──────── Excerpted passage

A Note from the Counselor
Hello and welcome to an exciting new school year! My name is Ally Swisher and I am incredibly thankful and happy to be Prairie Point’s School Counselor. I am entering my 12th year in education, with eight of those years being an elementary and middle school teacher. I earned my Bachelor’s Degree in Elementary Education from Wichita State University, a Master’s Degree in Education (English Speakers of Other Languages) from Fort Hays State, and a Master’s Degree in School Counseling from Emporia State University. My passion is connecting with, encouraging, and empowering children to understand and experience their true worth, and to thrive emotionally, academically, and socially. When I am not working, I enjoy spending time with my two daughters and husband. My favorite activities are being outdoors, trying new restaurants, and running.
If you have any questions regarding the counseling program or would like to refer your child, please contact me directly at 816-359-6289, email me at email@example.com, or you can refer your child online. Read more about referrals below.

────────────────
──────── Exercise data

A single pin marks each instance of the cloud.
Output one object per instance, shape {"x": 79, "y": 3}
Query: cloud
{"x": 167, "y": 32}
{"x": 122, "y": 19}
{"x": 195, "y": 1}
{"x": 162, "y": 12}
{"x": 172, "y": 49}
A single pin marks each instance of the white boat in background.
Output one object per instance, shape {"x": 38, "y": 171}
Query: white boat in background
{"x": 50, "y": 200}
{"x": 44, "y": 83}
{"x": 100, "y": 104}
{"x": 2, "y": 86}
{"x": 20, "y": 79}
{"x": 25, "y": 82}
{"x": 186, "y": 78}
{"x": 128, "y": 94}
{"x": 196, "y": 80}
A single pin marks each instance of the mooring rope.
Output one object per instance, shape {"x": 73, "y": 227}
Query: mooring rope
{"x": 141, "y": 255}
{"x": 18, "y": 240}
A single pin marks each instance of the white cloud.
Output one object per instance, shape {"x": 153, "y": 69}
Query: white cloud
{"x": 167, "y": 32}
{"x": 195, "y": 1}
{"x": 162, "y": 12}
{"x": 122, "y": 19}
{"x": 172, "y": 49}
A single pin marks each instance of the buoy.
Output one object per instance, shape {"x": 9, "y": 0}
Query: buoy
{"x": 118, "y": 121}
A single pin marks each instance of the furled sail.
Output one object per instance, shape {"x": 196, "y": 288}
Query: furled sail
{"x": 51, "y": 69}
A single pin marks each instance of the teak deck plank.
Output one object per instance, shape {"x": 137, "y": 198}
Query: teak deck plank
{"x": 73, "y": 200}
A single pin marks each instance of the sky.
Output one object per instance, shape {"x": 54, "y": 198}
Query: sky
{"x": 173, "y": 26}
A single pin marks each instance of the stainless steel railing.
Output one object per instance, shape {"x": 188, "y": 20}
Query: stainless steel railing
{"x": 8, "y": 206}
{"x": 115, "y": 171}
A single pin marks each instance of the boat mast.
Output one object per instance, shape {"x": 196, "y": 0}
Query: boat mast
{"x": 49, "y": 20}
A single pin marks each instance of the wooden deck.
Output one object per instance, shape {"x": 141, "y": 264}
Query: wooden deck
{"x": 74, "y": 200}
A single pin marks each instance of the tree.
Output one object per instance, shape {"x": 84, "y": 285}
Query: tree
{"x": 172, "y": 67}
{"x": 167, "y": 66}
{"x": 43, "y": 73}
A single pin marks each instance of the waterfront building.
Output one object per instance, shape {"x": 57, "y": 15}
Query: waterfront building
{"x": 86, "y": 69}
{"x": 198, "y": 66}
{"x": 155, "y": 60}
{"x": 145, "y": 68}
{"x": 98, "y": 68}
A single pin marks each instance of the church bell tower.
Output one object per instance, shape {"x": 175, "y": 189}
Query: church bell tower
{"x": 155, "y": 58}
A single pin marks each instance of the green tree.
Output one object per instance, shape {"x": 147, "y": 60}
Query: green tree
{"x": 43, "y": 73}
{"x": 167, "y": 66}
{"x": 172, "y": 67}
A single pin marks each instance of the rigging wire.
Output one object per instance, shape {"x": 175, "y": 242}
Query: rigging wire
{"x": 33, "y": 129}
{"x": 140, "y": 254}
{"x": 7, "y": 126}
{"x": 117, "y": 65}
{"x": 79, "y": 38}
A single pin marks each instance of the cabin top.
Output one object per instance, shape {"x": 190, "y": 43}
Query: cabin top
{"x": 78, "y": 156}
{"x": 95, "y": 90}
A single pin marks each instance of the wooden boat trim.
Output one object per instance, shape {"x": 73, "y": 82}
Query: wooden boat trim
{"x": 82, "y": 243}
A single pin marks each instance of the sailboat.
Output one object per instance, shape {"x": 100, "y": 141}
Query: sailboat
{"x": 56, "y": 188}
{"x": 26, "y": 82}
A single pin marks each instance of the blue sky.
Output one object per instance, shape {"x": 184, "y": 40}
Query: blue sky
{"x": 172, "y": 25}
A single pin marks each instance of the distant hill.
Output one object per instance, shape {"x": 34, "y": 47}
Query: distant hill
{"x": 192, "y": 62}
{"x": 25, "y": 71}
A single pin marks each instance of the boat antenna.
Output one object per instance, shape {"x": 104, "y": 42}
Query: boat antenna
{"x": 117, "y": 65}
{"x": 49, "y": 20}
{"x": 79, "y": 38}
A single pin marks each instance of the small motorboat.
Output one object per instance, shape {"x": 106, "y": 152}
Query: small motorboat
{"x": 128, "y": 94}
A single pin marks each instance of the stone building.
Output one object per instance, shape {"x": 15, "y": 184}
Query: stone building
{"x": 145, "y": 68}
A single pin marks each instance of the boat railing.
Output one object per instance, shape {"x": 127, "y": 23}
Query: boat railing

────────────────

→ Exercise instructions: Write out the part of the note from the counselor starting at "If you have" and ending at "about referrals below.". The entries are separate material, unrelated to the note from the counselor.

→ Reply:
If you have any questions regarding the counseling program or would like to refer your child, please contact me directly at 816-359-6289, email me at email@example.com, or you can refer your child online. Read more about referrals below.